- [WHAT IS ASKED] Transcribe the tail of the listing: start at the line containing "of the polka" and stop after the last line, keeping every character as is and adding nothing.

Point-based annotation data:
- - - - -
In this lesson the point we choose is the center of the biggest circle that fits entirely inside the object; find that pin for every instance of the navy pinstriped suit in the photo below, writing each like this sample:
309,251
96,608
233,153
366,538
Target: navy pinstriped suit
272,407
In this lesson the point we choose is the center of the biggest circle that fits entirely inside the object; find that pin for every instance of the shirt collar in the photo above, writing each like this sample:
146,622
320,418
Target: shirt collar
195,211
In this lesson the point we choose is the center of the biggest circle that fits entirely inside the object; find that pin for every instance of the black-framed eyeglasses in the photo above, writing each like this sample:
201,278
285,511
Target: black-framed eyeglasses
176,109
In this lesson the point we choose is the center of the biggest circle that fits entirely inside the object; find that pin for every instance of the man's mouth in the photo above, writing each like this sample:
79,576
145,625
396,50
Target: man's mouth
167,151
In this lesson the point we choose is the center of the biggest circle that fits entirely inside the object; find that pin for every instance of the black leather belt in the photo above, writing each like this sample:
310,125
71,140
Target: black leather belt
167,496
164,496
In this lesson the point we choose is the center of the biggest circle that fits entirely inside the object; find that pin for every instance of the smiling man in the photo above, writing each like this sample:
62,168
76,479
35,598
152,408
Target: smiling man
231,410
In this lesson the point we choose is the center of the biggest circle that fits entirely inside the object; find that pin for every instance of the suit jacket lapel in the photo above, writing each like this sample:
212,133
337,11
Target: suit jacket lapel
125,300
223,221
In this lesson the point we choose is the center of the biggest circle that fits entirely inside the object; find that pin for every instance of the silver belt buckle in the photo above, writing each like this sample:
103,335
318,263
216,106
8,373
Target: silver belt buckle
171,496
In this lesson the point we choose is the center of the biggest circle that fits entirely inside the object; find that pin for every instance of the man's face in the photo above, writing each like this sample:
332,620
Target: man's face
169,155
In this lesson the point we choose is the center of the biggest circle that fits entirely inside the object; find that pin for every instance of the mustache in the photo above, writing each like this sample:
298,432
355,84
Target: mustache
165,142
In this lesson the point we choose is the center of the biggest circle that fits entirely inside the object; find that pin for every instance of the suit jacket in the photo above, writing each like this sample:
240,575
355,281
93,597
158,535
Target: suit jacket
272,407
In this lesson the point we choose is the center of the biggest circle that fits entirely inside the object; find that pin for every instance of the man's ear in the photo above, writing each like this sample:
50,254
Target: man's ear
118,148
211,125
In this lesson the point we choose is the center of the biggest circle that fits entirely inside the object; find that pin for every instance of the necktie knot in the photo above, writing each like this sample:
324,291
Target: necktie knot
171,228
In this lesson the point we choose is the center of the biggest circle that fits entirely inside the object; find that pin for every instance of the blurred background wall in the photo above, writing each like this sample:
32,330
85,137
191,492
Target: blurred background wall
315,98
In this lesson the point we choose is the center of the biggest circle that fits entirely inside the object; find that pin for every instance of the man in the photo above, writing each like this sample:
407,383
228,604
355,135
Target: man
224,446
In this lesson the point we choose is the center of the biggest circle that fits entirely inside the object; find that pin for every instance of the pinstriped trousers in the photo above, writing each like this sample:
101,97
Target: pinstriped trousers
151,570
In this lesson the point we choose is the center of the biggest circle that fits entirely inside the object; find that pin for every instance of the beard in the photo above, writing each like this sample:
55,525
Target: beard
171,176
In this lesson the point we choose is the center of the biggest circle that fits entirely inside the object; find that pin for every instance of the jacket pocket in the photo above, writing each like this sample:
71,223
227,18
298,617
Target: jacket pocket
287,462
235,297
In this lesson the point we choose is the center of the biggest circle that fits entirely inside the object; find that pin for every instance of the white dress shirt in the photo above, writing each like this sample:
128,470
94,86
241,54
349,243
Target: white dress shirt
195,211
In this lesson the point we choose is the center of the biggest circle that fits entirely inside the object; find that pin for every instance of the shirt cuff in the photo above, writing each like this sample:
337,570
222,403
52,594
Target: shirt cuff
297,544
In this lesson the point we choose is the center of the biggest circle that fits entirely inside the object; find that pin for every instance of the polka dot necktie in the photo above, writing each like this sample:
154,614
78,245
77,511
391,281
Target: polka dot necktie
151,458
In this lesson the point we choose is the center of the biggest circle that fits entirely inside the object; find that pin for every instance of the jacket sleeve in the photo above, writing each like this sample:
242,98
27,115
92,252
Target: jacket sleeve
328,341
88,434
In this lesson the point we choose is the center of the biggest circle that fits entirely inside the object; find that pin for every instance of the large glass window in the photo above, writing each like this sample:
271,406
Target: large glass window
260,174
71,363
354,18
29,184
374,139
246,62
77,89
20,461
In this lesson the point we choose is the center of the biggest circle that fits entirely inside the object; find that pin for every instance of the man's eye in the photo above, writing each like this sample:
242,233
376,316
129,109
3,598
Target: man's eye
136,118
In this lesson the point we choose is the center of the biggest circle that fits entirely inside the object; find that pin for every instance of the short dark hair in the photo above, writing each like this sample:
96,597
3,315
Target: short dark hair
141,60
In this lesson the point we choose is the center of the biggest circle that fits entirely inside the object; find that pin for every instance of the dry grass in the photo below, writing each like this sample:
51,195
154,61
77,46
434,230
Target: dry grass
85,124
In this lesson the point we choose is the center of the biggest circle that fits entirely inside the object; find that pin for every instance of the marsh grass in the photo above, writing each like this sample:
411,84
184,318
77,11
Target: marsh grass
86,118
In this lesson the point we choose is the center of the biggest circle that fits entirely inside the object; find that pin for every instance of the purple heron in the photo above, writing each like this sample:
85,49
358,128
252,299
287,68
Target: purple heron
- - - - -
- [EXERCISE SOLUTION]
In this lesson the point we choose is the center of the biggest circle that fits entirely inside the object; find that pin for every instance of the polka dot necktie in the photo above, writing each like this sample:
154,614
78,245
77,511
391,281
Target: polka dot necktie
151,458
In this lesson the point we choose is the center of the biggest circle that fits entirely inside the object; find that pin for every instance of the jacket sleeve in the photo above, writing each like this sample:
242,98
27,115
92,252
Target: jacket sleeve
328,341
88,434
In this lesson the point we choose is the center of the biggest circle that fits entirely inside the object; find that pin for every instance of the large glass window in the photo above, writing each like this sample:
271,406
Target: large glass window
260,174
71,363
354,18
29,184
374,139
246,62
77,89
20,461
In this lesson the point we choose is the center of the biggest circle that fits entirely inside the object; find that pin for every instance of the man's eye in the photo above, writing each like this sample:
242,233
376,316
129,109
3,598
Target: man's eye
136,118
In this lesson the point we choose is the center of the biggest circle that fits entirely inside the object; find that pin for every instance of the short dark hair in the photo above, writing each like this sample:
96,597
3,315
Target: short dark hair
141,60
In this lesson the point we choose is the center of the biggest circle that fits entirely inside the object; find that pin for every instance of the dry grass in the photo below, writing each like this sample:
51,195
154,61
77,46
434,230
Target: dry grass
85,124
In this lesson the point we choose is the center of the biggest circle that fits entirely inside the object; find that pin for every instance of the marsh grass in the photo above, writing each like this sample:
411,84
184,318
77,11
Target: marsh grass
86,118
In this lesson the point we choose is the center of the biggest circle that fits entirely inside the object; find that pin for every instance of the purple heron in the photo above, writing each like this sample:
85,49
358,128
252,299
287,68
Target: purple heron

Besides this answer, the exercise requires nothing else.